--- ENTRIES SUPPLIED ---

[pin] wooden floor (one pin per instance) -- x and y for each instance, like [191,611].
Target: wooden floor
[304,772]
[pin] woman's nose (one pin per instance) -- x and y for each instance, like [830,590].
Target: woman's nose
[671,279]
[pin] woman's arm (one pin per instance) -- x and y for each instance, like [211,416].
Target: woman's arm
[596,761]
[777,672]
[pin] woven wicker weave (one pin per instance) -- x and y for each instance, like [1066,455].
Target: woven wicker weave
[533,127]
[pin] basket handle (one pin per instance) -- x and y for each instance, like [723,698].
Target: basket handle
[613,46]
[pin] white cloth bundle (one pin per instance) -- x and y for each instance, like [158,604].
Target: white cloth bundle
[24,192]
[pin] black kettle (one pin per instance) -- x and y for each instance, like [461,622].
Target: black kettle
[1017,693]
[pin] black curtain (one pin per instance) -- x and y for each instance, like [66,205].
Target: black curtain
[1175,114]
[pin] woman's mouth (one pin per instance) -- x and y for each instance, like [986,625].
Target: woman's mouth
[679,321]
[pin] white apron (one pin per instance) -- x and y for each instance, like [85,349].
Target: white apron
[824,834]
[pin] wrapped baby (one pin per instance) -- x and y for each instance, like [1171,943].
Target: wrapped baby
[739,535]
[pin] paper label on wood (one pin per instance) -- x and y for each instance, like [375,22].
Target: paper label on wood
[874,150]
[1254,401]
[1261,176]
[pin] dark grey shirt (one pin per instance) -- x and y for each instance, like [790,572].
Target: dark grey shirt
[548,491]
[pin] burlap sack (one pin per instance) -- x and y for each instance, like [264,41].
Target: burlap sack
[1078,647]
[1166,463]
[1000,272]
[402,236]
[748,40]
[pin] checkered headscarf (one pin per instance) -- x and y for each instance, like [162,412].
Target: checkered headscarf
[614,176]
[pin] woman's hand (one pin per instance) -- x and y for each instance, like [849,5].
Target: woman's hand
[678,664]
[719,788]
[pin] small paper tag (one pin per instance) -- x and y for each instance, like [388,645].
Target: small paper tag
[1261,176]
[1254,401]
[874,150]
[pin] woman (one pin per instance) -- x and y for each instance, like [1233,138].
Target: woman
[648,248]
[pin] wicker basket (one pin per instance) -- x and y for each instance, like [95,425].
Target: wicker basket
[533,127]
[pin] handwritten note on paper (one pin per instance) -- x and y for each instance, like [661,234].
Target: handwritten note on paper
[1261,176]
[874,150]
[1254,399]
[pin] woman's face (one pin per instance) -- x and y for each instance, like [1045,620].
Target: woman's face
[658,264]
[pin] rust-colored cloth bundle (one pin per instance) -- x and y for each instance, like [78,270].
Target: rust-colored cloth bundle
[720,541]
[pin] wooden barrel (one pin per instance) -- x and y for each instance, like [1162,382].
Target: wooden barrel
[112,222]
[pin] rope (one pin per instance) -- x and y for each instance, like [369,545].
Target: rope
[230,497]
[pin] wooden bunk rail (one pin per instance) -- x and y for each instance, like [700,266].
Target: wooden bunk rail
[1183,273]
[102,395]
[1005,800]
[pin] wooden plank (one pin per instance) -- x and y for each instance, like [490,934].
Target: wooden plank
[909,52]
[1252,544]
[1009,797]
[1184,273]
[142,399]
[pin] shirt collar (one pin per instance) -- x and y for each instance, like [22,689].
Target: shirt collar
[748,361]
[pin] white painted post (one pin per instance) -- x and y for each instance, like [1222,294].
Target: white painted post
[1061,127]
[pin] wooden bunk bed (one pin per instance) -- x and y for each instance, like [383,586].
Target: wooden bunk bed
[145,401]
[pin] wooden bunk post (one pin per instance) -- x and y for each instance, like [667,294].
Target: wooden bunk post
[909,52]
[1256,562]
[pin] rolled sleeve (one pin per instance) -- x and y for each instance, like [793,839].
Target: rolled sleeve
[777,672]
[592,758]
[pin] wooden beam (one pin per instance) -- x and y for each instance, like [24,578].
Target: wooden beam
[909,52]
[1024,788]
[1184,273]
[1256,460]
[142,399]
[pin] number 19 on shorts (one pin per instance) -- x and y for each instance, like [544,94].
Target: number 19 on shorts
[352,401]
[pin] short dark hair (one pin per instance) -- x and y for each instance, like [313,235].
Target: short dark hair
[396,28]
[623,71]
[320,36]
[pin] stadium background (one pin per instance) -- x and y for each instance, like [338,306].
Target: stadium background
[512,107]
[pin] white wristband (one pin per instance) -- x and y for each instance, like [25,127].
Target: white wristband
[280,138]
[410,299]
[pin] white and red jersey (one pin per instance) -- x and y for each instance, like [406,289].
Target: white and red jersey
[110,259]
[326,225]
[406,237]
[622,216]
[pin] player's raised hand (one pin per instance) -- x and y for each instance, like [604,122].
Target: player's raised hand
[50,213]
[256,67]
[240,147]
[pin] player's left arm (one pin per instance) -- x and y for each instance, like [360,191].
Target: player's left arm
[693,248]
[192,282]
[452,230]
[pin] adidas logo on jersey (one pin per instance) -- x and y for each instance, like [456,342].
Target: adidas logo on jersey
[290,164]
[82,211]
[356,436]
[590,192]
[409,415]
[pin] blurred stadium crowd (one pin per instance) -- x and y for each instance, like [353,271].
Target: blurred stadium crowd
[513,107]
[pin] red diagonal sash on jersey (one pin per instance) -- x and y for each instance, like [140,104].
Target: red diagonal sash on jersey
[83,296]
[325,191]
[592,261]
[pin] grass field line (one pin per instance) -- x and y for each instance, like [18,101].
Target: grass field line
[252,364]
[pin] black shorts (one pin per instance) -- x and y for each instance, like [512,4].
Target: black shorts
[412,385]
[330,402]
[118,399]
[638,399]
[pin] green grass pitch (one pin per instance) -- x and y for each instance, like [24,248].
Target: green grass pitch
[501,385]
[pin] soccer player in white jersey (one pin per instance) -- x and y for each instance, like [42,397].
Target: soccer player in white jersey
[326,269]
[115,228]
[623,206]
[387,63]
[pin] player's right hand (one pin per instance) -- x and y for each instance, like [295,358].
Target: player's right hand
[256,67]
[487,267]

---

> PROBLEM REQUIREMENTS
Put every line of the data above into a JSON list of strings, one string per line, and leave out any blank lines.

> EXERCISE RESULT
[
  "[pin] wooden floor (one pin per instance) -- x and y for each instance, like [191,611].",
  "Target: wooden floor",
  "[304,772]",
  "[pin] woman's nose (one pin per instance) -- x and y for each instance, like [830,590].",
  "Target: woman's nose",
  "[671,279]",
  "[pin] woman's arm (one pin per instance) -- x and y for each instance, like [211,416].",
  "Target: woman's arm",
  "[596,761]",
  "[777,672]",
  "[pin] woven wicker weave (one pin per instance) -- x and y for each instance, like [1066,455].",
  "Target: woven wicker weave",
  "[533,127]",
  "[pin] basket handle (one pin per instance) -- x and y for each instance, like [723,698].",
  "Target: basket handle",
  "[613,46]",
  "[pin] white cloth bundle (one pin per instance) -- x and y for each instance, like [158,604].",
  "Target: white cloth bundle",
  "[24,192]",
  "[pin] black kettle (one pin per instance) -- x and y for each instance, like [461,622].",
  "Target: black kettle",
  "[1017,693]",
  "[pin] black curtain (one pin per instance) -- x and y for each instance, like [66,205].",
  "Target: black curtain",
  "[1175,114]",
  "[pin] woman's mouth (one pin per instance) -- x and y for each instance, like [986,625].",
  "Target: woman's mouth",
  "[679,321]",
  "[pin] white apron (one pin per instance) -- x and y for each instance, like [85,349].",
  "Target: white apron",
  "[824,834]",
  "[pin] wrapped baby (one pin per instance) -- x and y for each instance, like [1171,943].",
  "Target: wrapped baby",
  "[739,535]",
  "[pin] paper label on wood (one pin per instance) -- x and y for each instance, like [375,22].",
  "Target: paper label on wood",
  "[874,150]",
  "[1254,401]",
  "[1261,176]",
  "[pin] dark grey shirt (one pin per instance) -- x and y for each instance, like [790,572].",
  "Target: dark grey shirt",
  "[548,491]",
  "[pin] burlap sack (one pin per instance) -- x and y for each instance, like [264,41].",
  "Target: burlap sack",
  "[1078,647]",
  "[1166,463]",
  "[1000,272]",
  "[402,236]",
  "[748,40]",
  "[pin] checkered headscarf (one pin per instance) -- x and y for each instance, like [162,412].",
  "Target: checkered headscarf",
  "[614,176]",
  "[pin] woman's hand (one pin per instance) -- x and y for each instance, like [849,5].",
  "Target: woman's hand",
  "[678,664]",
  "[719,788]",
  "[pin] small paper tag (one pin per instance) -- x and y for each instance, like [388,645].",
  "Target: small paper tag",
  "[1261,176]",
  "[1254,401]",
  "[874,150]",
  "[pin] woman (one pin per instance) -- x and y for each instance, like [1233,138].",
  "Target: woman",
  "[648,248]",
  "[pin] wicker basket (one pin per instance) -- x and y for each instance, like [95,425].",
  "Target: wicker basket",
  "[533,127]",
  "[pin] handwritten note on paper (one pin per instance) -- x and y for each instance, like [661,234].",
  "Target: handwritten note on paper",
  "[1261,176]",
  "[874,150]",
  "[1254,399]",
  "[pin] woman's face (one pin per instance) -- x and y for each instance, like [1045,620].",
  "Target: woman's face",
  "[658,264]",
  "[pin] rust-colored cloth bundle (one pin per instance) -- x and y for each instance, like [78,270].",
  "Target: rust-colored cloth bundle",
  "[720,541]",
  "[pin] wooden barrel (one pin per instance) -- x and y for each instance, like [1162,382].",
  "Target: wooden barrel",
  "[112,222]",
  "[pin] rope (one pin per instance) -- x and y for each instance, like [369,545].",
  "Target: rope",
  "[230,497]",
  "[pin] wooden bunk rail (one pin per instance) -- x and y for each instance, like [700,266].",
  "Target: wooden bunk rail",
  "[1183,273]",
  "[102,395]",
  "[1005,800]",
  "[pin] wooden plank (one pin per instance) -- x and y for each instance, like [490,934].",
  "Target: wooden plank",
  "[909,52]",
  "[1252,544]",
  "[1009,797]",
  "[1184,273]",
  "[142,399]",
  "[pin] shirt collar (one pin per instance) -- x and y for each instance, like [22,689].",
  "Target: shirt collar",
  "[748,361]",
  "[pin] white painted post (one pin per instance) -- x and y for each instance, like [1222,294].",
  "Target: white painted post",
  "[1061,127]",
  "[pin] wooden bunk bed (one pin per instance) -- x and y for each instance, like [383,586].",
  "Target: wooden bunk bed",
  "[145,401]",
  "[pin] wooden bunk post (one pin per instance) -- x and y for each instance, like [667,294].",
  "Target: wooden bunk post",
  "[909,52]",
  "[1256,562]",
  "[pin] rolled sleeve (one pin per instance) -- x and y for each instance, like [793,839].",
  "Target: rolled sleeve",
  "[777,672]",
  "[592,758]",
  "[pin] wooden beam (one pin per instance) -- x and y for each instance, like [24,578].",
  "Target: wooden beam",
  "[909,52]",
  "[1024,788]",
  "[1184,273]",
  "[1256,460]",
  "[142,399]",
  "[pin] number 19 on shorts (one pin per instance) -- x and y for each instance, like [544,94].",
  "Target: number 19 on shorts",
  "[352,401]",
  "[pin] short dark hair (one pin per instance) -- x and y for each instance, like [313,235].",
  "Target: short dark hair",
  "[396,28]",
  "[623,71]",
  "[320,36]",
  "[pin] stadium background (one pin per instance) -- x and y for each instance, like [338,306].",
  "Target: stadium background",
  "[512,107]",
  "[pin] white wristband (one pin per instance) -- x and y for each instance, like [25,127].",
  "Target: white wristband",
  "[280,138]",
  "[410,299]",
  "[pin] white and red jersey (one pin per instance) -- x and y for each instance, like [406,289].",
  "Target: white and red jersey",
  "[110,259]",
  "[326,225]",
  "[406,237]",
  "[622,216]",
  "[pin] player's raised hand (one pin per instance) -- x and y for each instance, like [604,122].",
  "Target: player's raised hand",
  "[50,213]",
  "[256,67]",
  "[240,147]",
  "[pin] player's left arm (one pin per instance) -- x and y for each instance, like [360,191].",
  "Target: player's left arm",
  "[693,248]",
  "[192,282]",
  "[452,230]",
  "[pin] adidas logo on jersey (one pin per instance) -- x and y for each instance, like [456,342].",
  "Target: adidas logo on jersey",
  "[290,164]",
  "[82,211]",
  "[356,436]",
  "[590,192]",
  "[409,415]",
  "[pin] blurred stadium crowd (one pin per instance) -- x and y for each instance, like [353,271].",
  "Target: blurred stadium crowd",
  "[513,107]",
  "[pin] red diagonal sash on jersey (one pin per instance) -- x and y for each instance, like [140,104].",
  "Target: red diagonal sash on jersey",
  "[83,296]",
  "[325,191]",
  "[592,261]",
  "[pin] grass field line (one pin per instance) -- x and y for each instance, like [18,101].",
  "Target: grass field line",
  "[252,364]",
  "[pin] black shorts (one pin per instance) -- x and y for each instance, like [512,4].",
  "Target: black shorts",
  "[412,385]",
  "[330,402]",
  "[118,399]",
  "[638,399]",
  "[pin] green grass pitch (one pin per instance) -- x and y for each instance, like [24,248].",
  "Target: green grass pitch",
  "[501,385]",
  "[pin] soccer player in white jersey (one pin per instance) -- x and y for each instance, like [42,397].",
  "Target: soccer player in white jersey",
  "[326,269]",
  "[115,228]",
  "[623,206]",
  "[387,63]",
  "[pin] player's right hand (one pin per instance) -- x and y for each instance, like [295,358].",
  "Target: player's right hand",
  "[256,67]",
  "[487,267]"
]